Start of Data section
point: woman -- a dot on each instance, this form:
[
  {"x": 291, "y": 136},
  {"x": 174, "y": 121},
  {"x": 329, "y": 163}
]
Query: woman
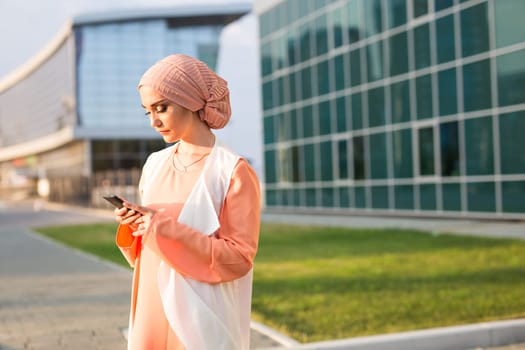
[{"x": 193, "y": 239}]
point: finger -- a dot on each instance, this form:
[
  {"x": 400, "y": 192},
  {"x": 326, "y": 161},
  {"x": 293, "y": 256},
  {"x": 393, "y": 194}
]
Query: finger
[
  {"x": 139, "y": 233},
  {"x": 138, "y": 208}
]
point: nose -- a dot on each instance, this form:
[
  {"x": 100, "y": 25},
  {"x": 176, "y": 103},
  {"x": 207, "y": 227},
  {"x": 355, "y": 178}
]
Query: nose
[{"x": 155, "y": 122}]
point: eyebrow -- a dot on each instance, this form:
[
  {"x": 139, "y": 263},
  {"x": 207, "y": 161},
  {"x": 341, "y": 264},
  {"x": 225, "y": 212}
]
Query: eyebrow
[{"x": 156, "y": 103}]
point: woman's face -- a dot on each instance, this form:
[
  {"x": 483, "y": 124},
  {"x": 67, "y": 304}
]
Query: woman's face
[{"x": 170, "y": 120}]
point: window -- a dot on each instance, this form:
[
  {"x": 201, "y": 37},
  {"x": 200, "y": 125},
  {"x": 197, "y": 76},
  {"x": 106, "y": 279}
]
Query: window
[
  {"x": 404, "y": 197},
  {"x": 325, "y": 118},
  {"x": 374, "y": 61},
  {"x": 270, "y": 166},
  {"x": 398, "y": 54},
  {"x": 308, "y": 121},
  {"x": 341, "y": 114},
  {"x": 343, "y": 156},
  {"x": 476, "y": 86},
  {"x": 449, "y": 144},
  {"x": 474, "y": 30},
  {"x": 427, "y": 197},
  {"x": 422, "y": 46},
  {"x": 376, "y": 107},
  {"x": 380, "y": 197},
  {"x": 373, "y": 18},
  {"x": 481, "y": 197},
  {"x": 309, "y": 162},
  {"x": 448, "y": 100},
  {"x": 445, "y": 39},
  {"x": 512, "y": 142},
  {"x": 511, "y": 78},
  {"x": 400, "y": 102},
  {"x": 402, "y": 153},
  {"x": 509, "y": 22},
  {"x": 451, "y": 193},
  {"x": 424, "y": 96},
  {"x": 355, "y": 67},
  {"x": 420, "y": 7},
  {"x": 396, "y": 12},
  {"x": 326, "y": 161},
  {"x": 357, "y": 112},
  {"x": 512, "y": 196},
  {"x": 478, "y": 146},
  {"x": 359, "y": 157},
  {"x": 378, "y": 156}
]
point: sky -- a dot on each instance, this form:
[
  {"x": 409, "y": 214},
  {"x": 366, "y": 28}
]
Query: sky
[{"x": 27, "y": 26}]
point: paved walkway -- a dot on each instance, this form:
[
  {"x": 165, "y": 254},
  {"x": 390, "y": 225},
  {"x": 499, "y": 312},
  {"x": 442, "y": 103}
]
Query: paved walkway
[{"x": 53, "y": 297}]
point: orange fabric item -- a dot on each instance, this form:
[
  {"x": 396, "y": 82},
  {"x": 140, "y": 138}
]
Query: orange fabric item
[{"x": 225, "y": 256}]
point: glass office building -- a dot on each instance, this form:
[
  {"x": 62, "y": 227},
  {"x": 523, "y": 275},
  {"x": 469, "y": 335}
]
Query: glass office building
[
  {"x": 406, "y": 107},
  {"x": 75, "y": 109}
]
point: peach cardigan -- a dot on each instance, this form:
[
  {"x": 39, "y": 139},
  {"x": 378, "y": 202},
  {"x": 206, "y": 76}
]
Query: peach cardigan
[{"x": 206, "y": 299}]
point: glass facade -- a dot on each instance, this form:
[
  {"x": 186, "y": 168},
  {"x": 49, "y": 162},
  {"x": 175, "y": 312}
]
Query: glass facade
[
  {"x": 75, "y": 110},
  {"x": 399, "y": 106}
]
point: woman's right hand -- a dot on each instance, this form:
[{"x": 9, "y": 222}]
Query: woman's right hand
[{"x": 127, "y": 216}]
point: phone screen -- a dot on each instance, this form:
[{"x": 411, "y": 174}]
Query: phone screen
[{"x": 115, "y": 200}]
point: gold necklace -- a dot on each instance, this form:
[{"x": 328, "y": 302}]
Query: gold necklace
[{"x": 185, "y": 170}]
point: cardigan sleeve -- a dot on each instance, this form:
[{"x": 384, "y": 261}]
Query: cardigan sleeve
[{"x": 224, "y": 256}]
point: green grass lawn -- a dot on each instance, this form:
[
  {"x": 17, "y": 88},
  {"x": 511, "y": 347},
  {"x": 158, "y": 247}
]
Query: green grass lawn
[{"x": 316, "y": 283}]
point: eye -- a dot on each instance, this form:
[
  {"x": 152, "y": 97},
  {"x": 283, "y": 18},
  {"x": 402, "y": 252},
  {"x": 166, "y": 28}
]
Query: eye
[{"x": 160, "y": 108}]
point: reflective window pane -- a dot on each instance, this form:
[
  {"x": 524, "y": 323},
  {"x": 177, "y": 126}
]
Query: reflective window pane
[
  {"x": 398, "y": 54},
  {"x": 474, "y": 30},
  {"x": 449, "y": 144},
  {"x": 326, "y": 161},
  {"x": 396, "y": 12},
  {"x": 355, "y": 67},
  {"x": 378, "y": 156},
  {"x": 402, "y": 153},
  {"x": 422, "y": 46},
  {"x": 373, "y": 18},
  {"x": 358, "y": 148},
  {"x": 420, "y": 7},
  {"x": 510, "y": 27},
  {"x": 400, "y": 102},
  {"x": 342, "y": 159},
  {"x": 374, "y": 61},
  {"x": 512, "y": 193},
  {"x": 478, "y": 146},
  {"x": 451, "y": 193},
  {"x": 511, "y": 128},
  {"x": 357, "y": 112},
  {"x": 424, "y": 96},
  {"x": 447, "y": 90},
  {"x": 481, "y": 197},
  {"x": 427, "y": 197},
  {"x": 355, "y": 29},
  {"x": 426, "y": 151},
  {"x": 380, "y": 197},
  {"x": 376, "y": 107},
  {"x": 445, "y": 39},
  {"x": 511, "y": 78},
  {"x": 404, "y": 197},
  {"x": 476, "y": 86},
  {"x": 325, "y": 118}
]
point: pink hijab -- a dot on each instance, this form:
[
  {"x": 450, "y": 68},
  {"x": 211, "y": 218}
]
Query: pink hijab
[{"x": 191, "y": 84}]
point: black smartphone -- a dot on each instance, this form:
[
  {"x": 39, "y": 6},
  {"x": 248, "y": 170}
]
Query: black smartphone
[{"x": 115, "y": 200}]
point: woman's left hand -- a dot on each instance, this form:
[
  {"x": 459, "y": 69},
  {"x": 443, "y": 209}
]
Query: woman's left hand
[{"x": 144, "y": 220}]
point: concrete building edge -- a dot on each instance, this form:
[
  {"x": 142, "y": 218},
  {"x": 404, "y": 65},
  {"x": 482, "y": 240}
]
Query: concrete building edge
[{"x": 487, "y": 334}]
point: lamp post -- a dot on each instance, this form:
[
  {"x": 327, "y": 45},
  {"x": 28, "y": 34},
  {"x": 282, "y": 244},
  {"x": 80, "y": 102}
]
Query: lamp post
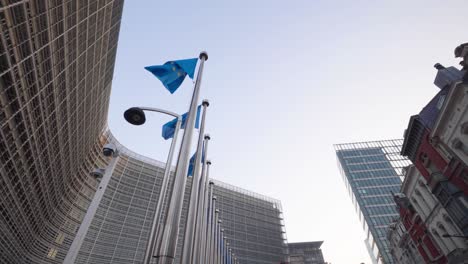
End of Data section
Description of the task: From the data above, gather every line that includes the word "lamp".

Solution:
point: lamp post -- a dot on each instance, this form:
Query: lamp post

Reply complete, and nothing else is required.